Page excerpt:
Ecosystem coverage
Key messages
The coverage of ecosystem classes under the EU 'Mapping and Assessment of Ecosystems and their Services' (MAES) framework was affected by change processes between 2006 and 2012, with urbanisation the most dominant process. Urban ecosystems showed the highest net increase both in the EU-28 and in the EEA-33 countries, predominantly at the expense of cropland and grassland.
A very slight increase in coverage was observed in forest and woodland, while agricultural ecosystems, both cropland and grassland, continued to decrease.
Vulnerable ecosystems such as heathland and sparsely vegetated land (dunes, beaches, sand plains, bare rocks and glaciers) continued to disappear between 2006 and 2012, although the loss of wetlands seems to have levelled off for the first time over the same period. It should be borne in mind, however, that approximately two thirds of European wetlands were lost before the 1990s and their area has subsequently continued to decrease.
What changes are occurring to the areas of Europe's ecosystems?
Figure 1 shows changes in the ecosystem area covered by the Mapping and Assessment of Ecosystems and their Services (MAES) framework between 2006 and 2012. Similar to the 1990-2000 and 2000-2006 periods, the dominant change process was still unrbanisation. Over 100 000 hectares per year were converted into urban land in this period. This occurred mainly at the expense of agricultural ecosystems (overall: EU-28: 81 %, EEA-39: 77.1 % of converted land). Cropland was the greatest contributor to newly developed urban land, followed by grassland (Figure 2).
The area of river and lake ecosystems expanded by 0.4 % in the EU-28 and by 0.7 % in the EEA-39 between 2006 and 2012. This can be attributed mainly to an increase in reservoirs and other artificial water bodies.
A very slight net increase was observed in the area of forests and woodland of 0.05 % in the EU-28 and 0.03 % in the EEA-39.
The extent of agricultural ecosystems continued to decrease in the EU-28 and EEA-39 countries. Though small in relative terms, the loss of cropland and grassland was still large in absolute terms (Figure 1). The majority of this change was caused by urbanisation and this intensification of agriculture, particularly affecting semi-natural grasslands and agricultural mosaics.
Vulnerable ecosystems such as heathland and sparsely vegetated land (dunes, beaches, sand plains, glaciers and bare rocks) continued to disappear between 2006 and 2012. Though small in relative terms (less than 1 %), the decreases were significant in absolute terms (Figure 1).
The loss of another vulnerable ecosystem, wetlands, seems to have levelled off for the first time in the period 2006-2012, halting the long-term trend. Between 2006 and 2012 there was a small net increase of wetlands in the EU-28 (104 km2) as well as in EEA-39, where it amounted to 39 km2 (Figure 1). This indicates that formation of wetlands exceeding their loss was bigger in the EU-28 countries both in absolute and relative terms. It needs to be borne in mind, however, that approximately two thirds of European wetlands were lost before 1990 and their area has subsequently continued to decrease.

Material provided:
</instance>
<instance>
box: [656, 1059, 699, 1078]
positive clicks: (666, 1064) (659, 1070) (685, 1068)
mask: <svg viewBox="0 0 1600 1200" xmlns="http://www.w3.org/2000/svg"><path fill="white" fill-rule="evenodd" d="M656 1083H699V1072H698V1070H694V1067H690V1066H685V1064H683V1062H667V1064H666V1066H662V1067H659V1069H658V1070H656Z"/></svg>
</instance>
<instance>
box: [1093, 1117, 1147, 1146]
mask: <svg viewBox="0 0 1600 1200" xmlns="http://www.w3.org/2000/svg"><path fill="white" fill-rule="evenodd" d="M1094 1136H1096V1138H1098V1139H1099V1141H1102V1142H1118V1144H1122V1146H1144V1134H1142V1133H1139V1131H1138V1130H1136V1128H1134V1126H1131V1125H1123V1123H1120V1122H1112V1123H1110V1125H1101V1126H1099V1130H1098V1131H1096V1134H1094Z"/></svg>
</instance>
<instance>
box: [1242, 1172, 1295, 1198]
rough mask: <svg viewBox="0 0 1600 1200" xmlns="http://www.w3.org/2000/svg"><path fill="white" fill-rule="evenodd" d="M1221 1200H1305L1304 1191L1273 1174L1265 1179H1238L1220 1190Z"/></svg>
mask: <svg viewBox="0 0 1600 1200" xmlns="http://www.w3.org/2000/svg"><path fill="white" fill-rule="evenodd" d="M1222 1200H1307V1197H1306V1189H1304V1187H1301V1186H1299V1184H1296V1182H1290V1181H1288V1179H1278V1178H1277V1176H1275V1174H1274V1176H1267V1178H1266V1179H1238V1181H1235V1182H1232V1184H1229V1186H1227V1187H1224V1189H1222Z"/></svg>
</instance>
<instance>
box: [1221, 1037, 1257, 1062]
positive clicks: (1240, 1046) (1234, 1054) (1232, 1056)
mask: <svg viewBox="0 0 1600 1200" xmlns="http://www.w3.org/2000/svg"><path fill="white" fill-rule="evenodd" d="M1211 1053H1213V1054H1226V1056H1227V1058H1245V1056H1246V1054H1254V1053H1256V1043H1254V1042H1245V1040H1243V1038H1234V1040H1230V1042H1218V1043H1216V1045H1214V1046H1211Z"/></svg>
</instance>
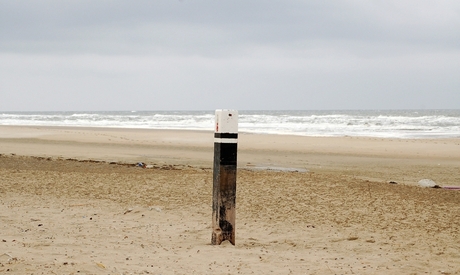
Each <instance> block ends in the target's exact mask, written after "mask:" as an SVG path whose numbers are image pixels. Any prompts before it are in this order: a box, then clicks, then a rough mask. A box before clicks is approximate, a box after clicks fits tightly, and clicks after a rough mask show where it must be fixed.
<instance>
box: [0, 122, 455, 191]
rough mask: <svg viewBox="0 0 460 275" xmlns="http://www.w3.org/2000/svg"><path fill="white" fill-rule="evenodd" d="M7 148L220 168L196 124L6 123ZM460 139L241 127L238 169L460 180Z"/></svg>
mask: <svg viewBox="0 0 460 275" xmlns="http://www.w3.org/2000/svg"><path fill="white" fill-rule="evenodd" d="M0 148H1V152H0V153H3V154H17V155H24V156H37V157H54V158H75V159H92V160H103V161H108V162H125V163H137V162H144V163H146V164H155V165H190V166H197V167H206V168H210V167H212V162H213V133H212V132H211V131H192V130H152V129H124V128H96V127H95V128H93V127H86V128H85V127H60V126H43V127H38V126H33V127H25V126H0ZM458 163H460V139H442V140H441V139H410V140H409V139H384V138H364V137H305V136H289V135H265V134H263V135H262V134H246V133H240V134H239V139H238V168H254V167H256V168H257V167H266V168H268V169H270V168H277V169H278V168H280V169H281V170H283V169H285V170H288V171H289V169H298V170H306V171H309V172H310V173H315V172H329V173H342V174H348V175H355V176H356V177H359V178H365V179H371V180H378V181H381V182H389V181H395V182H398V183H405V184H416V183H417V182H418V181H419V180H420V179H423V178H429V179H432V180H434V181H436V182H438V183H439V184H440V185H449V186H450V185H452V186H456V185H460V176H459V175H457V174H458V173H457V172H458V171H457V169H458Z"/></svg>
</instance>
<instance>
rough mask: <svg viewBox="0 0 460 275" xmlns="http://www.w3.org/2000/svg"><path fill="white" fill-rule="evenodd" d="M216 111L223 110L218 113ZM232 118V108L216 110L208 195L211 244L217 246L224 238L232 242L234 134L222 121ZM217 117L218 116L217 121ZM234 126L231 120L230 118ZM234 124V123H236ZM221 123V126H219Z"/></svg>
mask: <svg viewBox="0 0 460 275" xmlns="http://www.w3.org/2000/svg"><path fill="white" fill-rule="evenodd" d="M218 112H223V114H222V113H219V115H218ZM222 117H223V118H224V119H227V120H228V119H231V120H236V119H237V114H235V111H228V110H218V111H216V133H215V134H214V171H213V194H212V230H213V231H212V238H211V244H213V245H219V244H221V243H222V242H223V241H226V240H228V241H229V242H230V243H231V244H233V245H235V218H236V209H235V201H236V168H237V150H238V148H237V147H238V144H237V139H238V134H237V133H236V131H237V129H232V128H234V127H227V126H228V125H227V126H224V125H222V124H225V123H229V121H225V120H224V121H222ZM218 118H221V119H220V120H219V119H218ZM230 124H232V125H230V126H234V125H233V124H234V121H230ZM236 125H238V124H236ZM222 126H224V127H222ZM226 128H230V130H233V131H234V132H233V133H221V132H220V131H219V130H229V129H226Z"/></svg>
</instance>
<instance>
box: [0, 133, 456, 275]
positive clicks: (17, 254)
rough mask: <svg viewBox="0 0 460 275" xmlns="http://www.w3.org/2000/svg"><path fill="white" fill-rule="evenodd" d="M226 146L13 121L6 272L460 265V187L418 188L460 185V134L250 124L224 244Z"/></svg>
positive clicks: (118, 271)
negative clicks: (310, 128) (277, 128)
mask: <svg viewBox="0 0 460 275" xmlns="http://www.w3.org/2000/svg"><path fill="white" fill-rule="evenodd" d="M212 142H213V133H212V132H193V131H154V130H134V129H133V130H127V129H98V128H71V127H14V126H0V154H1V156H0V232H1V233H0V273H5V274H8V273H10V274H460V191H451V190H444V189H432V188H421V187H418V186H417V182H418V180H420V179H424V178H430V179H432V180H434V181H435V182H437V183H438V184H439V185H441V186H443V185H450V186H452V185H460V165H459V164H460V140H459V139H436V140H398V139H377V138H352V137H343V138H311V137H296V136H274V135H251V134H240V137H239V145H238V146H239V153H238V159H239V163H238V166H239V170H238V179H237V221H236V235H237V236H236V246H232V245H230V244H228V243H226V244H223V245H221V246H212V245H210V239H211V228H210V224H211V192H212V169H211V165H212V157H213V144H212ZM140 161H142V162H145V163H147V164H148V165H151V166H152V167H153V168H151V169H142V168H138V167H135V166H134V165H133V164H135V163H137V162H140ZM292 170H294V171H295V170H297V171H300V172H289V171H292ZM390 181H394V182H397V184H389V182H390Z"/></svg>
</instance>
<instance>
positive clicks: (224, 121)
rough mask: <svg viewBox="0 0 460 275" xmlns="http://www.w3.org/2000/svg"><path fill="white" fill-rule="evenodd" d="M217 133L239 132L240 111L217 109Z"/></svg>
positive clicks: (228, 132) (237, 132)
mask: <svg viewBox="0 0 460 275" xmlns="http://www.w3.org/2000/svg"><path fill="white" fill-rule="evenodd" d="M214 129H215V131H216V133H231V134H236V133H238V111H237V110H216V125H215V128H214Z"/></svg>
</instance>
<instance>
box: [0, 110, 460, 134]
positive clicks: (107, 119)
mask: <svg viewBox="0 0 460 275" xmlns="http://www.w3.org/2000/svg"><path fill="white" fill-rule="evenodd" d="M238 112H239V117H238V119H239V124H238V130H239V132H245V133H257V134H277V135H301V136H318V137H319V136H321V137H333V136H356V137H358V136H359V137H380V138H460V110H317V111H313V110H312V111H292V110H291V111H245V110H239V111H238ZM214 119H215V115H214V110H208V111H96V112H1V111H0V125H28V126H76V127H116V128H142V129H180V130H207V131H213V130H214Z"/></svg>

Apply what you read:
A – Extract every line of the rows above that contains the string "clicks", matching case exactly.
B – Resume the page on the coverage of Europe's ecosystems from the point where it stops.

Your written answers:
A –
positive clicks: (666, 1064) (659, 1070) (685, 1068)
positive clicks: (1240, 1046) (1234, 1054) (1232, 1056)
Each <instance> block ends in the target's exact mask, written after "mask:" as an SVG path whose numbers are image pixels. Any prompts before it are in this order: a box, then clicks, then a rough mask. A box before clicks is approximate, a box after clicks fits tightly, and clicks after a rough mask show where it must be fixed.
positive clicks: (17, 254)
positive clicks: (118, 271)
negative clicks: (310, 128) (277, 128)
positive clicks: (224, 121)
positive clicks: (228, 132) (237, 132)
positive clicks: (107, 119)

B –
Despite this net increase, wetlands continued to be converted into other land classes (Figure 3). The major change was into heathland and shrub, which may be a result of lowered water tables and climate change, leading to spontaneous afforestation ie. overgrowing with tree canopy. Wetlands were also turned into urban areas, followed by conversion into cropland.
Note: Further and updated information will be available upon the release of the new version of Corine Land Cover Classes inventory.
Indicator specification and metadata
Indicator definition
Proportional and absolute change in extent and turnover of land cover categories aggregated to relate to MAES ecosystem types in Europe from 2006 to 2012. MAES ecosystem types are: (1) urban; (2) cropland; (3) grassland; (4) woodland and forest; (5) heathland and shrub; (6) sparsely vegetated land; (7) inland wetlands; (8) rivers and lakes; (9) marine inlets and transitional waters; and (10) marine.
This indicator is based on photo-interpretation of satellite imagery and gives a 'wall-to-wall' picture of the changes and dynamics in Europe with respect to ecosystems. Additional indicators can be used to further highlight trends in extent and state of each of the ecosystem types mentioned above using computations from other data sources.
Units
The area change is MAES ecosystem classes is measured in hectares (ha) or square kilometres (km2). The change in MAES ecosystem classes coverage is measured in percentage (%).
Policy context and targets
Context description
This indicator uses photo-interpretation of satellite imagery to give a rough picture of the trend in the observed area and proportion of the major ecosystems in Europe since 1990.
Satellite imagery offers the potential to characterise land cover over very large areas in an efficient and very cost effective way. It is possible to produce land cover maps from satellite imagery based on the spectral properties of each pixel within a scene. By grouping pixels into classes with similar spectral properties and associating these classes with particular land cover types, it is possible to produce maps that delineate land cover. Land cover change is then used to indicate the trends in the extent of major ecosystems such as forests, croplands, wetlands, etc. For this indicator we use data from the Corine land cover (CLC) database (CooRdinate Information on the Environment - Corine).
The CLC data are based on 44 land cover classes that are aggregated into 10 MAES ecosystem types for the purpose of this indicator. Spectral properties allow the CLC project to distinguish between land cover classes. For example, CLC has three classes showing forest land cover: broad-leaved forest, coniferous forest and mixed forest. By aggregating the information of these three land cover classes we have information on the extent of the forest ecosystem within the limitations of the CLC data (see section on main disadvantages). The CLC data however are the best available at present to cover large areas of Europe in a harmonised way.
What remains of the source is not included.